▶ [GIVEN PROBLEM]:
Report every line in the entries below that contains the string "instance", copying each such line in full.
━━ DATASET EXTRACT ━━
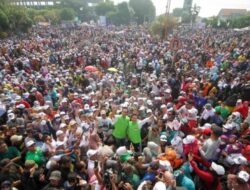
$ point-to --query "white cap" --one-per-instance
(29, 143)
(189, 139)
(218, 168)
(59, 132)
(244, 176)
(122, 150)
━━━
▶ [RESULT FOR THIS TASK]:
$ point-to --query "white cap" --one-per-instance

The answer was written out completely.